*作業内容*: 後漢末期の中国を舞台にしたゲームのレビューを、最後の文の次から書き継いでください。

本稿では、本作のSteam版のレビューをお届け。世界観や物語を始め、本作の核ともなるバトルから初心者向けのシステムまで、さまざまな要素を解説していく。

後漢末期の中国を描いたダークファンタジー



本作の舞台となるのは西暦184年、後漢末期の中国。異形の存在である「妖魔」と頻発する戦乱の影響によって、長く繁栄してきた漢王朝は滅びつつあった。張角の率いる太平道による「黄巾の乱」が激化する中、主人公は義勇兵として黄巾党討伐に向かった先で謎の少年に出くわす。主人公は少年の助力を得て、三国乱世を駆け抜けていく、というのがあらすじだ。



「三国志」を題材にしていることもあり、本作では魏や呉、蜀といった各国を代表する英雄たちが多数登場する。曹操や孫堅、劉備を始め、関羽に孫権、夏侯惇など、そのバリエーションは豊富。プレイヤー=主人公という構図もあって、疑似的とはいえ三国志の英雄たちと同じ世界を共有できることによる没入感は高い。作中では彼らとともに戦うこともできるのだが、そちらは後ほど説明しよう。

注釈付き座標データ

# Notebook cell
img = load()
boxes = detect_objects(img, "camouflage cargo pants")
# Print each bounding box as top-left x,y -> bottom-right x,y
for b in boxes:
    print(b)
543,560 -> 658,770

==

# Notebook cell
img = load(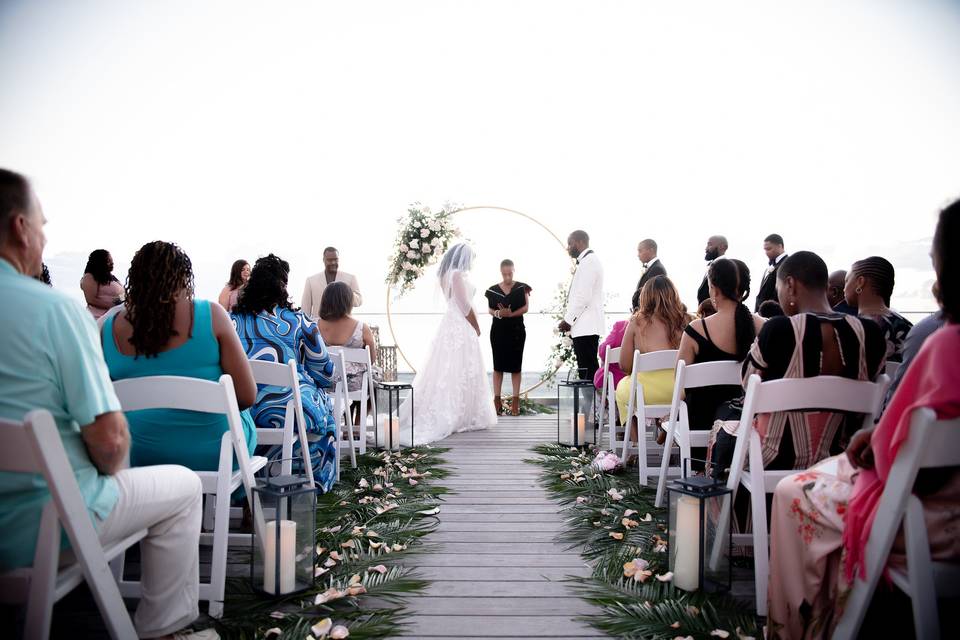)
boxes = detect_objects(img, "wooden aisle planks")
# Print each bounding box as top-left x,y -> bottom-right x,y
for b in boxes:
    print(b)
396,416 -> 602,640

* * *

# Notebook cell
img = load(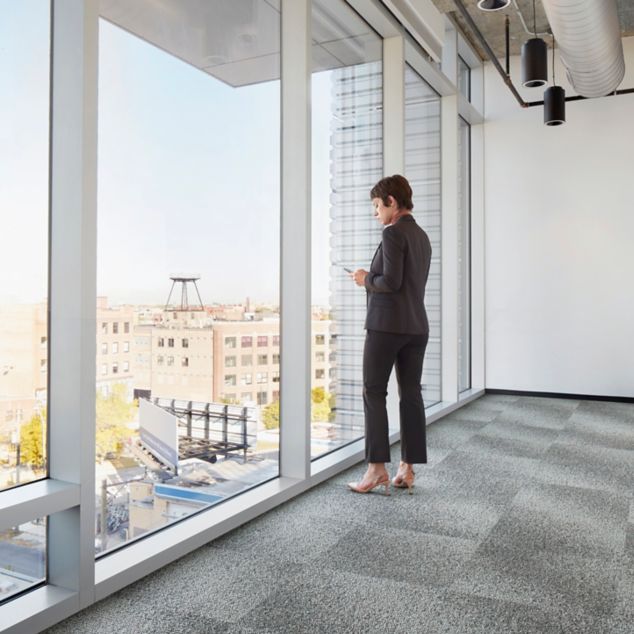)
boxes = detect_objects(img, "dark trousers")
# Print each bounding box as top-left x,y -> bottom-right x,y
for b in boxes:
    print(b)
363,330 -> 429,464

*以下回答*:
史実を元にしたキャラクターたちがいるいっぽうで、本作には妖魔というオリジナルの敵が存在しており、描かれる物語にはファンタジー要素が色濃く出ている。三国志を題材にしたダークファンタジーということで、単に史実を知っているだけではわからない展開が随所に盛り込まれているのもおもしろい。コーエーテクモゲームスと言えば、まさに三国志をベースにした「真・三國無双」シリーズを手がけているため、同シリーズを遊んだことのある人からすると、「ウォーロン」で描かれる三国志のアレンジ具合も含めて物語を楽しめるかもしれない。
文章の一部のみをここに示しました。